Text excerpt.
The next question is from Paul Fremont with Ladenburg. Please go ahead.

Paul Fremont

Analyst · Ladenburg. Please go ahead

Thanks. I guess my first question is, with the future test year rate adjustment taking place in 2028, could 2028 be a year that falls outside of that 5% to 7% range?

Scott Edward Doyle

Management

Given the fact that you'll be further potentially narrowing your under-earning in Missouri. Yeah. Hey, Paul, it's Scott. Maybe Adam and I will both tag team this. I think a couple of things to think about when you pivot to future test year, we're going to bring forward some capital into that process. And so we'll have to get through the process before we know what that will be as well, but within the range of what we're providing, we're basing that based on what we know right now and the best guess that we have. Yeah. We don't get too far ahead of rate making. I think given that that's another couple of years out. But I think your implication, Paul, of a more fully earned ROE is usually the implication around future test year. So we don't want to get ahead of that, but we would expect certainly some improvement there.

Paul Fremont

Analyst · Ladenburg. Please go ahead

And it sounds to me like you're more confident about your decision to sell storage. I think, on the last call, you know, you had indicated that would depend on levels of interest. I assume the levels of interest are strong enough that you now feel that it will be sold.

Scott Edward Doyle

Management

You know, Paul, we're still in the evaluation process. As I mentioned earlier, we do have seen quite a bit of interest and strong interest in the assets, but more to come there. We'll make an announcement once we get to a conclusion of that process.

Paul Fremont

Analyst · Ladenburg. Please go ahead

Great. And you're expecting to make an announcement one way or another between now and the end of the year, right?

Adam W. Woodard

Management

Yes, we're targeting by the end of the calendar year.

Paul Fremont

Analyst · Ladenburg. Please go ahead

And then just going back to sort of your original comments, if you were to sell the storage, the remaining sort of balance of equity and debt, has that changed since your last call?

Adam W. Woodard

Management

Well, that certainly figures into the mix of financing. So that we will, I think, once we get to the point of an announcement, we would shed some more light on that.

Paul Fremont

Analyst · Ladenburg. Please go ahead

Okay. And last question, can you be more specific in terms of, in other words, if you're not issuing straight equity, what else would sort of fall into the category of fulfilling your equity needs?

Adam W. Woodard

Management

I mean, there are certainly other securities that we would have access to markets to that would provide equity-like coverage there, whether those are equity-linked securities, hybrids, or what have you, but there are some other options there.

Paul Fremont

Analyst · Ladenburg. Please go ahead

And junior subordinated debt, is that included as well?

Adam W. Woodard

Management

Yeah. I'm using that sign, you know, along with high. That would use that terminology with the hybrid. Yeah.

Paul Fremont

Analyst · Ladenburg. Please go ahead

Got it. Okay. That's it for me. Congratulations.

Scott Edward Doyle

Management

Thanks, Paul. Thanks, Paul.

[Dataset records]
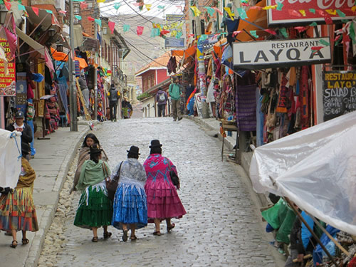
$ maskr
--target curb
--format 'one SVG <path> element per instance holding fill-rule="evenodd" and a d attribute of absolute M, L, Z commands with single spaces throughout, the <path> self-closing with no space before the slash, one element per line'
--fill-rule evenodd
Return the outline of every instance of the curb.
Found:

Required task 1. Copy the stretch of the call transcript from "You know, Paul, we're" through "the calendar year." word for word.
Required task 2. According to the call transcript, why can't management yet say what the switch to a future test year will mean for 2028?

Full solution 1.
You know, Paul, we're still in the evaluation process. As I mentioned earlier, we do have seen quite a bit of interest and strong interest in the assets, but more to come there. We'll make an announcement once we get to a conclusion of that process.

Paul Fremont

Analyst · Ladenburg. Please go ahead

Great. And you're expecting to make an announcement one way or another between now and the end of the year, right?

Adam W. Woodard

Management

Yes, we're targeting by the end of the calendar year.

Full solution 2. When they pivot to a future test year, they will bring forward some capital into that process, so they have to get through the process before knowing what the result will be. For now, the range they provide rests on what they currently know and their best guess.